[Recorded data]
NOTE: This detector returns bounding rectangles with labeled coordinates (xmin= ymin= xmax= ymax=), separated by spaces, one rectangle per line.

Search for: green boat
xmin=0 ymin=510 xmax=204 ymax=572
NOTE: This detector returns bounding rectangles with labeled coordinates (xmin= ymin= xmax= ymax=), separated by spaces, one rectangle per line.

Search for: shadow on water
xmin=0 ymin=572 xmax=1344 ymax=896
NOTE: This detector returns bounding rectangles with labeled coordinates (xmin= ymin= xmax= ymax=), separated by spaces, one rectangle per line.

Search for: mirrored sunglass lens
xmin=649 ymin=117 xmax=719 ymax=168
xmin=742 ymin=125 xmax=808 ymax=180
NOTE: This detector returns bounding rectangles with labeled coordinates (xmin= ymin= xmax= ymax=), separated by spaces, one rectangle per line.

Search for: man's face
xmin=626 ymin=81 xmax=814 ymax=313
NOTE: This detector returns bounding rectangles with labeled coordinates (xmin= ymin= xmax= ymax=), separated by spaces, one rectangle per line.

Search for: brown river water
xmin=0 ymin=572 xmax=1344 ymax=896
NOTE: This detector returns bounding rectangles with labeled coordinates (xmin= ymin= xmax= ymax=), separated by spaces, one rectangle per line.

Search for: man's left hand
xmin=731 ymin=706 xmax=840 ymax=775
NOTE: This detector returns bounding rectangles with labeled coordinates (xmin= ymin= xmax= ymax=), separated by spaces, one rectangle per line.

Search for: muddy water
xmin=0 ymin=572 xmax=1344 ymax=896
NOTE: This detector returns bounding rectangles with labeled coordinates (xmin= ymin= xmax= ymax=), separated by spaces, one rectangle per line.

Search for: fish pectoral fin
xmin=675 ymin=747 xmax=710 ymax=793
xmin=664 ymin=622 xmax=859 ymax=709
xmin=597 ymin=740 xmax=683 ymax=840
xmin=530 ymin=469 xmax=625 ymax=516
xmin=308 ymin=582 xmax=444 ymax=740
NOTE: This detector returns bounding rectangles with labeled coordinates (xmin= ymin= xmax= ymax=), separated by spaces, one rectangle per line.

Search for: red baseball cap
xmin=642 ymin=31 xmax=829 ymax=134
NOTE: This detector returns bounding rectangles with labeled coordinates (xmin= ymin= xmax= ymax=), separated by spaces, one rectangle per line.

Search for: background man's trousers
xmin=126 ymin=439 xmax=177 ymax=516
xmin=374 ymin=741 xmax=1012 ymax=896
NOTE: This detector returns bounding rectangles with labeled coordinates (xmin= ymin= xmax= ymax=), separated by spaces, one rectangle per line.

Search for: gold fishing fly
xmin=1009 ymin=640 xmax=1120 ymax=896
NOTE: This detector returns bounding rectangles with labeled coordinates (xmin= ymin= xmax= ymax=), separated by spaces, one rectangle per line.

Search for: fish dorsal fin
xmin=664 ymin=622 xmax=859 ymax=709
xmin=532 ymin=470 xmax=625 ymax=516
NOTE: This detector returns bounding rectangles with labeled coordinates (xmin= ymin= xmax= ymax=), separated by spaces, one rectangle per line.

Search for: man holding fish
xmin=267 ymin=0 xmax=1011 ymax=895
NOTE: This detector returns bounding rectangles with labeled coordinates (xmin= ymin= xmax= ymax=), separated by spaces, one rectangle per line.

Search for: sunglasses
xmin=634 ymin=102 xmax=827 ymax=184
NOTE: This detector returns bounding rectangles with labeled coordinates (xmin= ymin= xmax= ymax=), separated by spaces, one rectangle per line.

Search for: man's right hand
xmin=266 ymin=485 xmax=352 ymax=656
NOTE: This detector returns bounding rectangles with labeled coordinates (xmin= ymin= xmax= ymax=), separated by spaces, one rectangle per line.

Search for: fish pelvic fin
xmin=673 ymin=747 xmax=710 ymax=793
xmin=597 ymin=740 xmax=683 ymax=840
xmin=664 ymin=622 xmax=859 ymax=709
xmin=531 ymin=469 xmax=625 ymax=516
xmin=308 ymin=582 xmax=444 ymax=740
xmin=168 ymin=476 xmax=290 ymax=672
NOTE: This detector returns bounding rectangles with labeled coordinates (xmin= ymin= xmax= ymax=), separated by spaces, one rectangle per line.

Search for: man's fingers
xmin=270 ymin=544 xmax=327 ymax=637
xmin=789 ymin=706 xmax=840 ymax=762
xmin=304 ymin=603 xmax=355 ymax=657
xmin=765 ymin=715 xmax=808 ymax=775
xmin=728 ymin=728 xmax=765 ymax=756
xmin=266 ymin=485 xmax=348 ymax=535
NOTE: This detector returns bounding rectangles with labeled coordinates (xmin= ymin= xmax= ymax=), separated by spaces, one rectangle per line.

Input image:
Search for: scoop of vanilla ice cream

- PROBLEM REQUIREMENTS:
Return the whole listing exactly.

- THE SOLUTION:
NOTE: This detector returns bounding rectangles with labeled coordinates (xmin= ymin= xmax= ymax=), separated by spaces, one rectangle per line.

Search for: green boat
xmin=0 ymin=510 xmax=204 ymax=572
NOTE: This detector returns bounding rectangles with labeled coordinates (xmin= ymin= xmax= ymax=), separated by spaces, one rectangle per line.

Search for: shadow on water
xmin=0 ymin=572 xmax=1344 ymax=896
NOTE: This detector returns bounding rectangles with labeled coordinates (xmin= ymin= xmax= ymax=), separated by spaces, one rectangle per line.

Search for: mirrored sunglass lens
xmin=649 ymin=117 xmax=719 ymax=168
xmin=742 ymin=125 xmax=808 ymax=180
NOTE: This detector returns bounding rectangles with labeled coordinates (xmin= ymin= xmax= ymax=), separated by spaces, one rectangle per line.

Search for: man's face
xmin=626 ymin=81 xmax=814 ymax=313
NOTE: This detector returns bounding rectangles with labeled coordinates (xmin= ymin= xmax= ymax=), separated by spaces, one rectangle per line.

Search for: brown river water
xmin=0 ymin=572 xmax=1344 ymax=896
NOTE: This detector returns bounding rectangles with labeled coordinates (xmin= ymin= xmax= ymax=), separated by spaces, one rectangle per line.

Search for: man's left hand
xmin=731 ymin=706 xmax=840 ymax=775
NOTE: This detector returns bounding rectangles with labeled coordinates (xmin= ymin= xmax= ymax=), separated by spaces, one rectangle per line.

Search for: muddy water
xmin=0 ymin=572 xmax=1344 ymax=896
NOTE: This detector returns bounding rectangles with labeled coordinates (xmin= ymin= xmax= ymax=), separated by spaces, one rectangle per line.

Search for: fish pectoral fin
xmin=675 ymin=747 xmax=710 ymax=793
xmin=664 ymin=622 xmax=859 ymax=709
xmin=597 ymin=740 xmax=683 ymax=840
xmin=530 ymin=469 xmax=625 ymax=516
xmin=308 ymin=582 xmax=444 ymax=740
NOTE: This detector returns bounding rectangles with labeled coordinates (xmin= ymin= xmax= ymax=), separated by spaces, one rectangle per line.

Search for: red baseball cap
xmin=642 ymin=31 xmax=829 ymax=134
NOTE: This detector returns bounding rectangles with labeled coordinates (xmin= ymin= xmax= ymax=), separated by spaces, one rectangle per line.

Search for: background man's trousers
xmin=126 ymin=439 xmax=177 ymax=516
xmin=374 ymin=741 xmax=1012 ymax=896
NOTE: This detector returns bounding rectangles with labeled coordinates (xmin= ymin= xmax= ymax=), separated by spaces, one rectangle per line.

Search for: gold fishing fly
xmin=1009 ymin=640 xmax=1120 ymax=896
NOTE: This detector returns bounding rectangles with labeled coordinates (xmin= ymin= xmax= ymax=), separated by spaces, one rectangle per line.

Search for: fish dorsal fin
xmin=664 ymin=622 xmax=859 ymax=709
xmin=532 ymin=470 xmax=625 ymax=516
NOTE: This detector returns bounding rectangles with labeled coordinates (xmin= ymin= xmax= ymax=), separated by spaces, one rectangle per line.

Search for: man holding fish
xmin=267 ymin=0 xmax=1011 ymax=895
NOTE: This detector returns bounding rectangles with labeled coordinates (xmin= ymin= xmax= ymax=), separated by spaces, one rectangle per line.

Search for: sunglasses
xmin=634 ymin=102 xmax=827 ymax=184
NOTE: This detector returns bounding rectangles with labeled coordinates (xmin= ymin= xmax= ymax=), separated by spaces, one rectangle per line.

Search for: man's right hand
xmin=266 ymin=485 xmax=352 ymax=656
NOTE: This detector returns bounding rectangles with labeled coordinates (xmin= ymin= xmax= ymax=), separated by spaces, one rectangle per line.

Search for: fish pelvic fin
xmin=673 ymin=747 xmax=710 ymax=793
xmin=597 ymin=740 xmax=683 ymax=840
xmin=664 ymin=622 xmax=859 ymax=709
xmin=531 ymin=469 xmax=625 ymax=516
xmin=308 ymin=582 xmax=444 ymax=740
xmin=168 ymin=476 xmax=290 ymax=672
NOTE: This detector returns bounding rectangles with labeled coordinates (xmin= ymin= xmax= ymax=), separated by spaces, one rectangle per line.

Search for: man's fingers
xmin=270 ymin=544 xmax=327 ymax=637
xmin=789 ymin=706 xmax=840 ymax=762
xmin=304 ymin=603 xmax=355 ymax=657
xmin=765 ymin=715 xmax=808 ymax=775
xmin=728 ymin=728 xmax=765 ymax=756
xmin=266 ymin=485 xmax=348 ymax=535
NOTE: This detector returns bounding rectangles with labeled coordinates (xmin= ymin= xmax= ymax=), separated by spaces, one rectangle per line.

Input image:
Search for: scoop of vanilla ice cream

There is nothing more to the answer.